John Kobina Seys Johnson & Ors v. Irene Ayinke Lawanson & Ors (1971)
LawGlobal-Hub Lead Judgment Report
During the argument of this appeal the point arose as to the proper construction to be placed on section 129 of the Evidence Act, Cap. 62. Learned counsel for the appellants has submitted that he would rely on the authority of decided cases on the meaning and effect of the provisions of that section of the evidence act in support of his appeal, whilst learned counsel appearing for the respondents indicated that he would contend that those decisions on the meaning of section 129 of the evidence act upon which the appellants would rely were wrongly decided.
In the course of the judgment of the High Court appealed from, Kazeem A.g. J., as he then was, commenting on the applicability of section 129 of the Evidence Act to the case in hand had observed as follows:
“Furthermore, the deed of conveyance, exhibit ‘M’ is dated 16th June, 1933 and in my view, the date of the contract in relation to that document, could only be the date of late Ariyo’s will and codicil on 28th December, 1923, and not the date of the plaintiffs’ inheritance of the property in 1958. If that is so, then the document is not 20 years old from the date of the contract to raise the presumption under section 129 of the evidence act. Even if that presumption could be raised in favour of the plaintiffs, I am of the opinion that on the authority of Omosanya v. Anifowose 4 F.S.C. 94 at page 97, it cannot operate against the defendants who are strangers to the transaction contained in exhibit ‘M’.”
The facts of the case itself are somewhat complicated and although the only point now being decided at this stage of the appeal is the meaning of section 129 of the evidence act, a clear understanding of the facts of the case is necessary for aproper appreciation of the points raised in argument and determined hereby.

━━━━━━━━━━━━━━━━━━━━━━━━━━━━━━

## SET TASK:
Continue the judgment excerpt concerning section 129 of the Evidence Act, beginning immediately after its final sentence.

(Coordinate annotation entries)
━━━━━━━━━━━━━━━━━━━━━━━━━━━━━━

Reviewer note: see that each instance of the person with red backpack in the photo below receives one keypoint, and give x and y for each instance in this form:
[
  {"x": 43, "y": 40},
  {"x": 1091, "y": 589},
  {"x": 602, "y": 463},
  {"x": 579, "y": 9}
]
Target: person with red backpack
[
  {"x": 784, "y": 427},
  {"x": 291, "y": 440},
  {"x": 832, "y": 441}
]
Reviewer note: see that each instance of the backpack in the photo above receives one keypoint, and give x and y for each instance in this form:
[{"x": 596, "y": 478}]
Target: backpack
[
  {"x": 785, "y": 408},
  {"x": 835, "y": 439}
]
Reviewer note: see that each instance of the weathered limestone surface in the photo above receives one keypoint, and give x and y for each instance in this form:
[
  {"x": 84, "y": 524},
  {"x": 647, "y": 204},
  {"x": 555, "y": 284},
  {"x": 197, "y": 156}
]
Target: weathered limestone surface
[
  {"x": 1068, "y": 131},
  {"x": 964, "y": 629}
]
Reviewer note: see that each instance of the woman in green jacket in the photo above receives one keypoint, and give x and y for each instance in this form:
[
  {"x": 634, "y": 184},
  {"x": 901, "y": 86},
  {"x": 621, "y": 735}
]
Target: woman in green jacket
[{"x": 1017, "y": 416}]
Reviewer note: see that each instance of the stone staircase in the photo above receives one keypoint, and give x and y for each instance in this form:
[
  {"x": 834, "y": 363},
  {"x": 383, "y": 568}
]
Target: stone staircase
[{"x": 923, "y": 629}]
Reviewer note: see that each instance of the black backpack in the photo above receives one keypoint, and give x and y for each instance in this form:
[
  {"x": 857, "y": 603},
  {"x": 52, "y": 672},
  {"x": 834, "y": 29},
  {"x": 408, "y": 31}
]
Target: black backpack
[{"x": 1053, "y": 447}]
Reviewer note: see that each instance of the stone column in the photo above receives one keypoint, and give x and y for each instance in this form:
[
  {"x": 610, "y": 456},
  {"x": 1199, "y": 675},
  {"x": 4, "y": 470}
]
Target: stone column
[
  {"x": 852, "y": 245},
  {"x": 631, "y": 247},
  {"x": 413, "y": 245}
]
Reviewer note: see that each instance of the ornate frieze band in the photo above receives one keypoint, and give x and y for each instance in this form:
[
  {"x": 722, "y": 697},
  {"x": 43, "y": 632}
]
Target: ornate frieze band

━━━━━━━━━━━━━━━━━━━━━━━━━━━━━━

## WRITTEN ANSWER:
One Salu Ariyo of Lagos died testate on the 31st December, 1923 leaving a will dated the 13th June, 1923 and a codicil date the 28th December, 1923. The will contains a number of bequests of personal properties and devises of real property and undoubtedly sets out with clear particularity the various properties mentioned but significantly made no mention whatsoever of the property now in dispute. The will also contains a residuary clause in the following terms:
“I give, devise and bequeath to my trustees all the residue of my real and personal property in trust for the benefit of the members of my family.”
Although the executors named in the will duly obtained probate they were in the year 1929 relieved of their duties by the (then) Supreme Court of Nigeria and a receiver of the estate was appointed. The receiver, acting in pursuance of an order of court in that behalf, proceeded to sell the “residuary realities” of the estate of the late Salu Ariyo and indeed sold the piece or parcel of land situate at Kadara Street, Ebute Metta (and opening to cemetery and Strachan Streets, Ebute Metta) to one Emmanuel Elenitoba Johnson. The receiver then executed a conveyance in favour of Emmanuel Elenitoba Johnson and it is appropriate to set out here the recital in that conveyance (produced in evidence as exhibit M dated 16th June, 1933 and registered as no.5 at p. 5 in volume 369 of the register of deeds, Lagos) dealing with the title of Salu Ariyo.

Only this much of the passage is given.